» **BRIEF**
All lines from the one that contains "ok so I need the bounding box for the snow drift" through the final line of the entries must be repeated exactly. No other lines belong in the output.

DATASET CONTENT below:

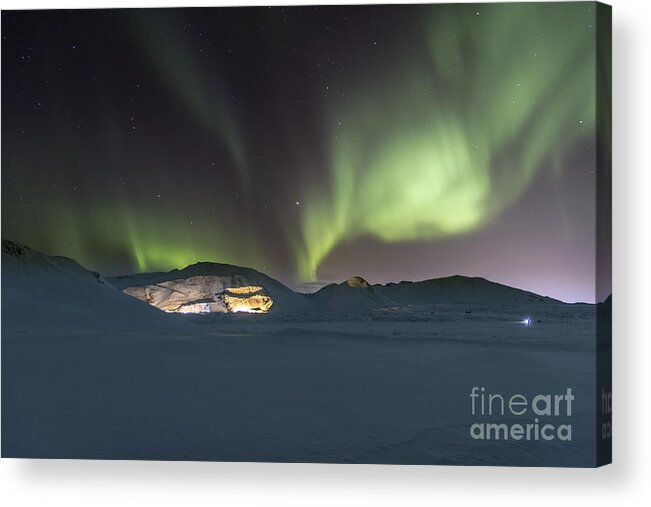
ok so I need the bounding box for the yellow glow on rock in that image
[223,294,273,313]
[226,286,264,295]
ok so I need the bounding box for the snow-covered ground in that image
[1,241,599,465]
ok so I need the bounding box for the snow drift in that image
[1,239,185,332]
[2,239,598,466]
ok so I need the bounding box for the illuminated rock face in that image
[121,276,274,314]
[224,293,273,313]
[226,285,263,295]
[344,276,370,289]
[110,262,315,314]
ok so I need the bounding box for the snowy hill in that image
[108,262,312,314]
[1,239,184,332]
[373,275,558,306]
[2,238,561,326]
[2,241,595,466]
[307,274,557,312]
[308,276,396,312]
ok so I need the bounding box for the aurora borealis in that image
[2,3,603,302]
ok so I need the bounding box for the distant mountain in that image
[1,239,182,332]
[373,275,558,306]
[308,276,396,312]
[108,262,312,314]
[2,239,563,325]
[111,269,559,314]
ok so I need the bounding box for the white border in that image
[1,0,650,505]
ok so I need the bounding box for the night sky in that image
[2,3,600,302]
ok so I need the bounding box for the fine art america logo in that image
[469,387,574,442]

End of DATASET CONTENT.

» **RESPONSE**
ok so I need the bounding box for the snow drift in that image
[1,239,185,332]
[2,239,598,466]
ok so I need the bounding box for the illuminated rock face in that image
[121,276,274,314]
[224,293,273,313]
[226,285,263,295]
[344,276,370,289]
[110,262,315,314]
ok so I need the bounding box for the snowy hill in that image
[108,262,312,314]
[1,239,184,332]
[373,275,558,306]
[2,238,561,326]
[2,241,595,466]
[307,274,557,312]
[308,276,396,312]
ok so I need the bounding box for the aurora borealis in that image
[2,3,603,302]
ok so I need the bounding box for the distant mountain in that image
[1,239,182,332]
[373,275,558,306]
[308,276,396,312]
[108,262,312,314]
[2,239,563,325]
[111,269,559,314]
ok so I need the bounding box for the white border in that image
[1,0,650,505]
ok so I need the bounding box for the night sky in that image
[2,3,600,302]
ok so I need the bounding box for the fine art america logo in that image
[469,387,574,442]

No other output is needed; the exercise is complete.